── Materials provided
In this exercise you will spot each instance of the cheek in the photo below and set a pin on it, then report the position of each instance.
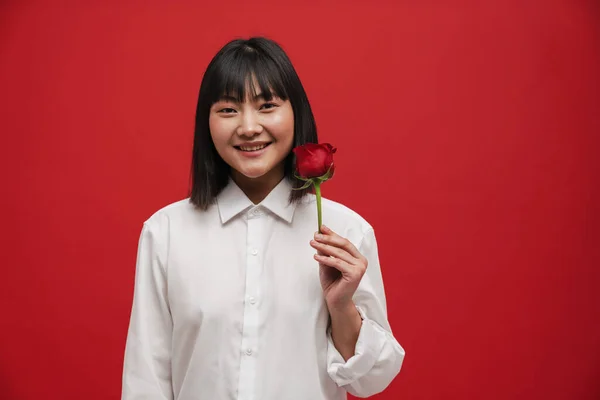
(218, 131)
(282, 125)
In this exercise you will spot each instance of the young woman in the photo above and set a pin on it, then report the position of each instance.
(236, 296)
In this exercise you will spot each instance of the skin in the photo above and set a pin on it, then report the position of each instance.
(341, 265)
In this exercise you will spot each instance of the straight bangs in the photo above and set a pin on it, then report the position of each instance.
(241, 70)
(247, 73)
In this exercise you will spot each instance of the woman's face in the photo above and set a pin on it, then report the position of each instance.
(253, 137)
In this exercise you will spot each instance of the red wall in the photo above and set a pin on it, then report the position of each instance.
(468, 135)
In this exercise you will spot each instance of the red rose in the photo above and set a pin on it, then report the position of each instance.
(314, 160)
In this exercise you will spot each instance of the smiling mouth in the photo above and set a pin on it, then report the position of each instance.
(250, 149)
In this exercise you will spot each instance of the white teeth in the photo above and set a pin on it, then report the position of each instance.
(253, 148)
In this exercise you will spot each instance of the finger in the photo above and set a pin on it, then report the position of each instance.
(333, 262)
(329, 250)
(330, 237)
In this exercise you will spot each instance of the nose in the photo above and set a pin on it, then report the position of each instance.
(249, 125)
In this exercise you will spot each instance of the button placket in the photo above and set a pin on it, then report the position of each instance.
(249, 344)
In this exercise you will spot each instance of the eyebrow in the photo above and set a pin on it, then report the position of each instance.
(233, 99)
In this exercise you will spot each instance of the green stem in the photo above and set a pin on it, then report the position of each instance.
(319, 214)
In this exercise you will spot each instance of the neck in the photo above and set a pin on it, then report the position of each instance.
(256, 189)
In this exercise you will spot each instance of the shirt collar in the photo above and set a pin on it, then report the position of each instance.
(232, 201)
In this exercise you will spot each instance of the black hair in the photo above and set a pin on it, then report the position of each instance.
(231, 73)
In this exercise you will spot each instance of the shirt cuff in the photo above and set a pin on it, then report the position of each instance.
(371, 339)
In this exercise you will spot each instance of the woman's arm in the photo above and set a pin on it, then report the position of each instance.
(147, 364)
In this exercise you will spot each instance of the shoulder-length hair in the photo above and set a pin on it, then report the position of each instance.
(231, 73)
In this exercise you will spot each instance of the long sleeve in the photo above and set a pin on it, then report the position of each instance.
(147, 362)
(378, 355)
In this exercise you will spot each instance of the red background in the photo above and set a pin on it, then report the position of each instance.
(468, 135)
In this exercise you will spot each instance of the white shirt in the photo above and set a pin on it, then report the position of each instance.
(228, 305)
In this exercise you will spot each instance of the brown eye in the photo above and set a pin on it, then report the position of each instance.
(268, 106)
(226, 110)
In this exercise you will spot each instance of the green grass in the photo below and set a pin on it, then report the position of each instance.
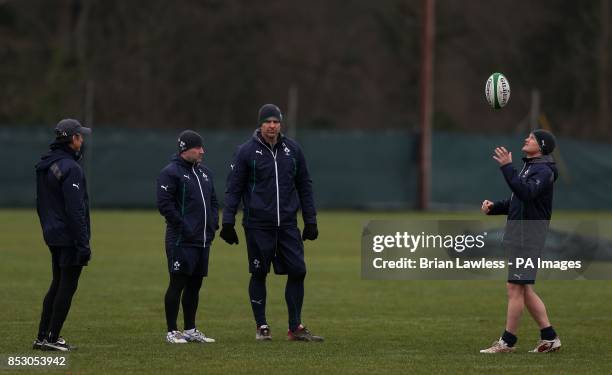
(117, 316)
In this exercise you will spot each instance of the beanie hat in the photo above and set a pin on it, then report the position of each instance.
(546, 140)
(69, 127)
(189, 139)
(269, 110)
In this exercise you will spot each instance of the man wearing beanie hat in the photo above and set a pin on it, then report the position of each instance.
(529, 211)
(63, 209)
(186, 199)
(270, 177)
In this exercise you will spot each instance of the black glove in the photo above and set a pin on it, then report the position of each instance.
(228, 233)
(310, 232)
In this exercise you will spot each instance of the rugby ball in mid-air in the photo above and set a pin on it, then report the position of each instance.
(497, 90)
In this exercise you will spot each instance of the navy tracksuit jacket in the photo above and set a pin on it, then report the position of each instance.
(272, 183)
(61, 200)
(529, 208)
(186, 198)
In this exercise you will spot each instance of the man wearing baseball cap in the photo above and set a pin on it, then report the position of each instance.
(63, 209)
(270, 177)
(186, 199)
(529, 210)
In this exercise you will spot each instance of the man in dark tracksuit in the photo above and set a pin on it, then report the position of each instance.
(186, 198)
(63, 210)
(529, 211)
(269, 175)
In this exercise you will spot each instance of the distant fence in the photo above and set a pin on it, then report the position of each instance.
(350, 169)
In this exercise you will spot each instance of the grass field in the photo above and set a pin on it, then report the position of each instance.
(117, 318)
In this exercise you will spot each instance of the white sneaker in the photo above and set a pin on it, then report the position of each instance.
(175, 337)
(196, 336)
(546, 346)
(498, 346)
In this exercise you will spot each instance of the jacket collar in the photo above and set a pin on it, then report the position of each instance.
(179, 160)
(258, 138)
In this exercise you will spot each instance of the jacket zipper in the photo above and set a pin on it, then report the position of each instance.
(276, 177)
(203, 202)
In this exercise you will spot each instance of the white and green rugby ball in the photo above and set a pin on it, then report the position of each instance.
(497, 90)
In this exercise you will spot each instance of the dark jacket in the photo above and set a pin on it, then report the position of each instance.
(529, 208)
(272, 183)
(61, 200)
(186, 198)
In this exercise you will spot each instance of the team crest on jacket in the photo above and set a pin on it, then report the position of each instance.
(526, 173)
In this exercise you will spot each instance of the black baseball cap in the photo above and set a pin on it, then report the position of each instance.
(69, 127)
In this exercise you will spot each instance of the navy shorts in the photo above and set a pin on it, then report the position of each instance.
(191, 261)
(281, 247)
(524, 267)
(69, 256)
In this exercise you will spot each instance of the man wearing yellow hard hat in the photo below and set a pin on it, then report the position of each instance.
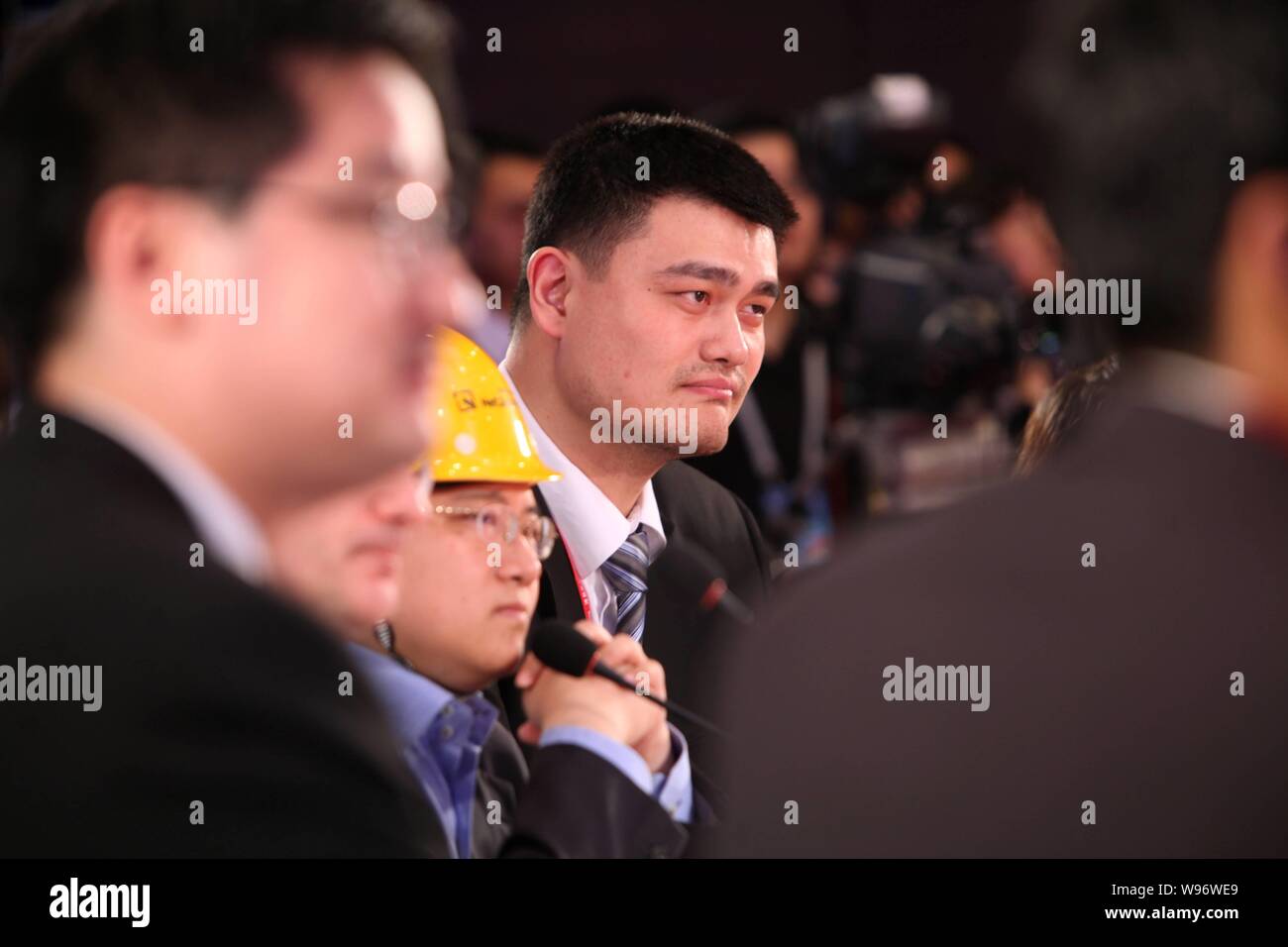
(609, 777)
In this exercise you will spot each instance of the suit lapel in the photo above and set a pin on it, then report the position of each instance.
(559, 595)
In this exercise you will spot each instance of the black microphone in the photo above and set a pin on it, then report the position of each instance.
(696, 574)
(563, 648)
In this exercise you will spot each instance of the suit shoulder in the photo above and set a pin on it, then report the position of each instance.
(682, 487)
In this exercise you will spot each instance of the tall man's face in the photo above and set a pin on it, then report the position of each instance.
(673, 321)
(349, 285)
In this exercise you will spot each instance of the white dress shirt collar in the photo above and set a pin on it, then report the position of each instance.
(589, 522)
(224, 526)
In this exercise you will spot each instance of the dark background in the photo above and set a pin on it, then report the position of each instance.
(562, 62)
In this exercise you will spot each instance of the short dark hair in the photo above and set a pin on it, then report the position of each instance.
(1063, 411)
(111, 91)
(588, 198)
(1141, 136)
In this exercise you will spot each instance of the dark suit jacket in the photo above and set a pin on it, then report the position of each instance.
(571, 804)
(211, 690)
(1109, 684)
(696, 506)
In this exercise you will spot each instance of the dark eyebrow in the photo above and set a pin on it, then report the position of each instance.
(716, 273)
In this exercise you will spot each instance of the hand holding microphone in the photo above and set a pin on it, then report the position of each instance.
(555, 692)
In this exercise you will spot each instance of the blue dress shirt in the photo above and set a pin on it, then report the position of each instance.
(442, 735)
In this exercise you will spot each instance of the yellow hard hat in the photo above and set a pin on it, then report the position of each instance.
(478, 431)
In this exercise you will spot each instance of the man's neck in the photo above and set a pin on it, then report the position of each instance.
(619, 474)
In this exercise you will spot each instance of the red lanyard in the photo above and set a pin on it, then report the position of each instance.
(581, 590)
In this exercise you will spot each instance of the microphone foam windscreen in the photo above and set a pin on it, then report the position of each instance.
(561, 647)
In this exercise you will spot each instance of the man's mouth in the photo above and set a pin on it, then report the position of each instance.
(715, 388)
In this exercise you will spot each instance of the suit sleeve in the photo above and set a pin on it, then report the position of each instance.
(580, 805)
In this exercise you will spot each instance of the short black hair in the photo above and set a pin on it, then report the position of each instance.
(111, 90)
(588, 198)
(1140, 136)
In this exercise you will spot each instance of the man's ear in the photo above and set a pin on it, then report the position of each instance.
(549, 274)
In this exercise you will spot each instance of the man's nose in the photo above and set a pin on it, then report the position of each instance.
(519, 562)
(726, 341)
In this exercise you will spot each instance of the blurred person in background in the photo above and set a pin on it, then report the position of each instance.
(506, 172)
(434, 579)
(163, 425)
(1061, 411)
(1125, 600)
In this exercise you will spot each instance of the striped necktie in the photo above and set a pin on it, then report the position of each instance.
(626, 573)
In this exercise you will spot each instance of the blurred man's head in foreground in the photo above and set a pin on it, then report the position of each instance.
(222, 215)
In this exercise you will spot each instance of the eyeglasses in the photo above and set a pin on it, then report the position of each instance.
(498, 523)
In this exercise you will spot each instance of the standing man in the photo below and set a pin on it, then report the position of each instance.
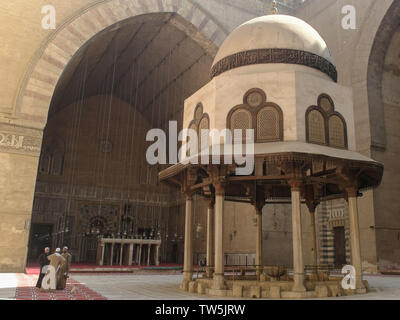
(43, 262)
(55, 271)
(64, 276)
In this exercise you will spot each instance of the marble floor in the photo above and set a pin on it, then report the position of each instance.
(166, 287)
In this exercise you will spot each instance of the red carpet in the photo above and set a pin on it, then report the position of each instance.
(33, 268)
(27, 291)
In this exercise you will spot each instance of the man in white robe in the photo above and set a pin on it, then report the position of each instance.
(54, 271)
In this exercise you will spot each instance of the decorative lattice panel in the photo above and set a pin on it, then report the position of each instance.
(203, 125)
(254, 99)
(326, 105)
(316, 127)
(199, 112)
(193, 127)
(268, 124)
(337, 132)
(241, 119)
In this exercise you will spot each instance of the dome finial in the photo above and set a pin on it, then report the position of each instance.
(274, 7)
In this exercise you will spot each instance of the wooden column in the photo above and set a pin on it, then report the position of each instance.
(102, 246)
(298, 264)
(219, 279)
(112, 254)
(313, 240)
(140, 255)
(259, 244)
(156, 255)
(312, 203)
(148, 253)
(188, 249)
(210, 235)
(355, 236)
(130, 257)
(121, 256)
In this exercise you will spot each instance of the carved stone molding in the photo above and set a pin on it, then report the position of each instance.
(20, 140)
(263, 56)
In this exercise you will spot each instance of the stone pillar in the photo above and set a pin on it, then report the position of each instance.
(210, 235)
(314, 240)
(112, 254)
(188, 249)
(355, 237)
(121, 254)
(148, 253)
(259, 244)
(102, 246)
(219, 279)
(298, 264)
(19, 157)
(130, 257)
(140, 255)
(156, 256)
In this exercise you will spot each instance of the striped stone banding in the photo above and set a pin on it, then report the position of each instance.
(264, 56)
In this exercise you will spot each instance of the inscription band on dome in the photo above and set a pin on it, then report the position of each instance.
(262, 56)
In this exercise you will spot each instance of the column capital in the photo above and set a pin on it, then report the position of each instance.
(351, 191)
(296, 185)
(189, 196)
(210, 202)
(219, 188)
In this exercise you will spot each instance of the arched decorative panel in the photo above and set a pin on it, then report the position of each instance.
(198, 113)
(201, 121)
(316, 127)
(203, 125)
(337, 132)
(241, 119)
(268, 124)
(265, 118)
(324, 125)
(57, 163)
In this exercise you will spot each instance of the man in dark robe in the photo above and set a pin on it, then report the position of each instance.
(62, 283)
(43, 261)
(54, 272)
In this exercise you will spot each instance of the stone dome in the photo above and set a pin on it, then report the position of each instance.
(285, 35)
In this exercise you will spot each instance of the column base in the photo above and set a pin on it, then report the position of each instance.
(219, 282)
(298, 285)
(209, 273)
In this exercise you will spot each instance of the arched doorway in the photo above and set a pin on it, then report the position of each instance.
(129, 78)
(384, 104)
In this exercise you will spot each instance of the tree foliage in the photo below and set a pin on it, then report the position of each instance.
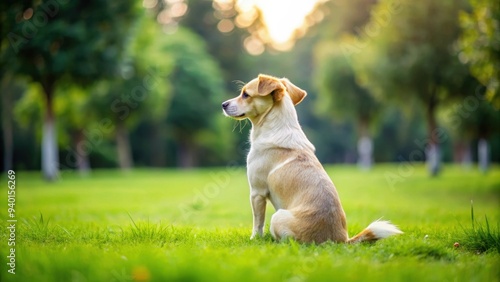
────
Reproduce the lines of the entries above without any change, starting at the line that contains "the suit sleeve" and ending at the line that contains "(1125, 600)", both of those lines included.

In this exercise you will spot each instance of the suit sleeve in the photo above and set a pin on it, then report the position of each instance.
(580, 805)
In this exercise you will spot each instance of the short black hair in the photo above and set a pin on it, then report the position of each instance.
(111, 90)
(588, 198)
(1140, 136)
In this exercise you will spot each instance of the man's ear in the photo above and set a pin on it, then report the position of each instance.
(549, 274)
In this exercise you will spot each instance of the man's nose in the photo above and set a pin on it, then report the position of each instance.
(519, 562)
(726, 341)
In this exercise you will spot each instance of the blurred person in background in the photo above and set a pin on it, then report the position of each instance.
(506, 172)
(434, 579)
(163, 425)
(1061, 411)
(1125, 600)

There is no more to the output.